EXERCISE DESCRIPTION —
Exactly repeat the line that contains "Look at the photograph above. For each instance of the man's", then every line after it up to and including the final line.

* * * * * * *

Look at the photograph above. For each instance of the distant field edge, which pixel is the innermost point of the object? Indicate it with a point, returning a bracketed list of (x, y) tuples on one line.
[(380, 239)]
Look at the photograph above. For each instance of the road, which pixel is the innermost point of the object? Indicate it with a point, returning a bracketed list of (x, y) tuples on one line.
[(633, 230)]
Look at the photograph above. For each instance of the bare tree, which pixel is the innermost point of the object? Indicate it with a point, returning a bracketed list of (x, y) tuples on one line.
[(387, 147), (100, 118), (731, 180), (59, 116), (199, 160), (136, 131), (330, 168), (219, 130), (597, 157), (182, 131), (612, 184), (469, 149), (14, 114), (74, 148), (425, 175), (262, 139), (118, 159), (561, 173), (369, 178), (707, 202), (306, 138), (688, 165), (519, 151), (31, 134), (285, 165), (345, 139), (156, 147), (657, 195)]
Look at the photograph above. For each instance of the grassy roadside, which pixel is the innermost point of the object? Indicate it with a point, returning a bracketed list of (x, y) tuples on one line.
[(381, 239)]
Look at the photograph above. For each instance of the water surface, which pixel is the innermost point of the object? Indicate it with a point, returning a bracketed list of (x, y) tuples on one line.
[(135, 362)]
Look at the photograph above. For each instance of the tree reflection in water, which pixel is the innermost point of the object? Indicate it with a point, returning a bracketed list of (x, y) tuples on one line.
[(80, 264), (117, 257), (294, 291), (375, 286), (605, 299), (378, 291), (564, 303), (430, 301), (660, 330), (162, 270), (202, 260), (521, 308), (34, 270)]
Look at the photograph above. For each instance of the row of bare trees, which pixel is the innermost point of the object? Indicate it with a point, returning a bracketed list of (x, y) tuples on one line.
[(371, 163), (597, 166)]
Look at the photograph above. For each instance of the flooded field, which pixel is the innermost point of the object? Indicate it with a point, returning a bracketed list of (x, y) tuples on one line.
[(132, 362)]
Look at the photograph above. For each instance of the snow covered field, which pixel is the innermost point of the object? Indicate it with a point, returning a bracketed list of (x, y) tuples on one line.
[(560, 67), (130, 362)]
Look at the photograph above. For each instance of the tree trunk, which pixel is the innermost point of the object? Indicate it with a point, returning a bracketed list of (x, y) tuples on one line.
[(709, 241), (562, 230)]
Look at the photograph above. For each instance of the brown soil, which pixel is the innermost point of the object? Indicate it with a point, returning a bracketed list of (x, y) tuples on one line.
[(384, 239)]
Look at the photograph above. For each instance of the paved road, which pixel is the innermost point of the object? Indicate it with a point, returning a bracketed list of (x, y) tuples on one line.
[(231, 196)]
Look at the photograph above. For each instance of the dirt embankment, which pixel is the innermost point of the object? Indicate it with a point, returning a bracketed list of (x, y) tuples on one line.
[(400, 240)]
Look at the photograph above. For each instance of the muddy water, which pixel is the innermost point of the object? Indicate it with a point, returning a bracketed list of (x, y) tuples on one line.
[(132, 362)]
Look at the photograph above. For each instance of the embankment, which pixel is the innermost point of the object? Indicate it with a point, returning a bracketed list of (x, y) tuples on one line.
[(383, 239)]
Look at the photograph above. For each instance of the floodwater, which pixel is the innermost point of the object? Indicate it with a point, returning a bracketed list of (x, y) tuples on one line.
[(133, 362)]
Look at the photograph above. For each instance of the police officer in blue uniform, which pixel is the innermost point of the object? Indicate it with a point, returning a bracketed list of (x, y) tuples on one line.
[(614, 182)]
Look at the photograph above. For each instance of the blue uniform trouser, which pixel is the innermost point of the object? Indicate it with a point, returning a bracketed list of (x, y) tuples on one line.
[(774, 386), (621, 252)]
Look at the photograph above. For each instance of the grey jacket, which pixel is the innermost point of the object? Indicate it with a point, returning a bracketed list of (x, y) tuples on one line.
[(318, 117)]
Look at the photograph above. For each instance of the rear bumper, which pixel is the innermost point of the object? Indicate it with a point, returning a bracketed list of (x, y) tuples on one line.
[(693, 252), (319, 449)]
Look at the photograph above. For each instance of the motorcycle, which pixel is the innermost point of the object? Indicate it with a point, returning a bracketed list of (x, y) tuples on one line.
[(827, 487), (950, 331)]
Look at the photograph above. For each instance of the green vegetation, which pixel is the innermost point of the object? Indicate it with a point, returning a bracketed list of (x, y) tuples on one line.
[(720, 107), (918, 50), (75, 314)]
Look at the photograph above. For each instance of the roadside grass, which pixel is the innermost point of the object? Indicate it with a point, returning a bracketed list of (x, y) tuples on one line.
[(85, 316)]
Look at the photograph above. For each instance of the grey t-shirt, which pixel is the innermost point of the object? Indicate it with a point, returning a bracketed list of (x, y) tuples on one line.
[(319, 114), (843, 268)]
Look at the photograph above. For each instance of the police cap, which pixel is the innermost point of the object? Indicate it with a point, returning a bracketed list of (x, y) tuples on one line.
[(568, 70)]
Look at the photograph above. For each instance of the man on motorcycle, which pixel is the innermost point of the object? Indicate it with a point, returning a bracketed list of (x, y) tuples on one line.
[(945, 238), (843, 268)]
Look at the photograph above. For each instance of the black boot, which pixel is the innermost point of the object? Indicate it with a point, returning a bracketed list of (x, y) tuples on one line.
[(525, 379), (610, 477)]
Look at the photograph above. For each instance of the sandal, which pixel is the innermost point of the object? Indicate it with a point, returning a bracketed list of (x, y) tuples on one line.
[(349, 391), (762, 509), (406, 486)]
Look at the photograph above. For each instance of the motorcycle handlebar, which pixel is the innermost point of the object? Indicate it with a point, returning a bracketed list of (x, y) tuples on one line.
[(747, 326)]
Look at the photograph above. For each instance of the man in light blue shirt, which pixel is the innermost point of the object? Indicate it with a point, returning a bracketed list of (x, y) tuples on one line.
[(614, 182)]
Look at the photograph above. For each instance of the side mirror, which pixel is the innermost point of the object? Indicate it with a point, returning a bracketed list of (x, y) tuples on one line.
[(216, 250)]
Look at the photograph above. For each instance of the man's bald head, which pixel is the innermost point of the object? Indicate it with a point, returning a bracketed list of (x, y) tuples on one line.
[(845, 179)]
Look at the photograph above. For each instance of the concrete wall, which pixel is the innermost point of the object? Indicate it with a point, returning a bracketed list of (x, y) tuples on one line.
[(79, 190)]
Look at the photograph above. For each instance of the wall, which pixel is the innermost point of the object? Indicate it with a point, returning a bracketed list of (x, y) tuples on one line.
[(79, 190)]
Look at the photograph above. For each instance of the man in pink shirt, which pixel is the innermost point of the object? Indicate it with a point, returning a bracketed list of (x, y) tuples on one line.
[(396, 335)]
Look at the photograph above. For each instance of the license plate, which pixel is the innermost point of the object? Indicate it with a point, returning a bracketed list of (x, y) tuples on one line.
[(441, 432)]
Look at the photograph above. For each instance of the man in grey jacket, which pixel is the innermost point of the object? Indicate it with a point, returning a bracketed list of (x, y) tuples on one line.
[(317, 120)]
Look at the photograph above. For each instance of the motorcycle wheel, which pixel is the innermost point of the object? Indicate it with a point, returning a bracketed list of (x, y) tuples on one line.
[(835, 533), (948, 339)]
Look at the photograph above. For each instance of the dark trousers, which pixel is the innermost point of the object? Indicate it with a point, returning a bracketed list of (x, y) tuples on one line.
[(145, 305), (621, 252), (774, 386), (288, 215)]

* * * * * * *

ANSWER IN FULL —
Look at the photograph above. For each instance of the man's bald head, which pixel is the innermost point of the object? Indicate it with a point, returning a bracketed list of (x, y) tuples on one line.
[(845, 179)]
Look at the photograph above. For each instance of the concrete wall, which pixel is the innermost point of the object? Indicate it with a point, returning a bracketed list of (x, y) tuples on one line.
[(79, 190)]
Look at the photograph above. For each instance of the wall, which pixel is the innermost point of the object? Indicate it with a point, returning a bracketed list of (x, y) tuples on one line.
[(79, 190)]
Look at the photograph above. For each instance of the man in pink shirt, which pixel is the innermost point of the object? Indicate it with a point, returning a bracketed list of (x, y) tuples on one line.
[(396, 335)]
Look at the photograph above. For each instance of the license plate, which pixel is the innermost point of the object? Indicate it with a point, returning a bracketed list of (x, y) tuples on one line.
[(441, 432)]
Look at the photograph above. For each instance of the man in grey jacket, which pixel is the innermost point of the object? Indicate it with a point, returning a bracketed list of (x, y) tuples on one line.
[(317, 120)]
Look at the photograph above. For each instance of the motorcycle wheel, which pixel is the innermost point of the object? Indicate it with a point, returning a bracketed list of (x, y) tuples on one line.
[(835, 533), (948, 339)]
Look at the photograph above. For each instance of the dark trousers, which pixel is the innermost point of the object? Indicate it with a point, returning a bracketed list of (x, y) tuples on one line.
[(145, 305), (621, 252), (774, 386), (288, 215)]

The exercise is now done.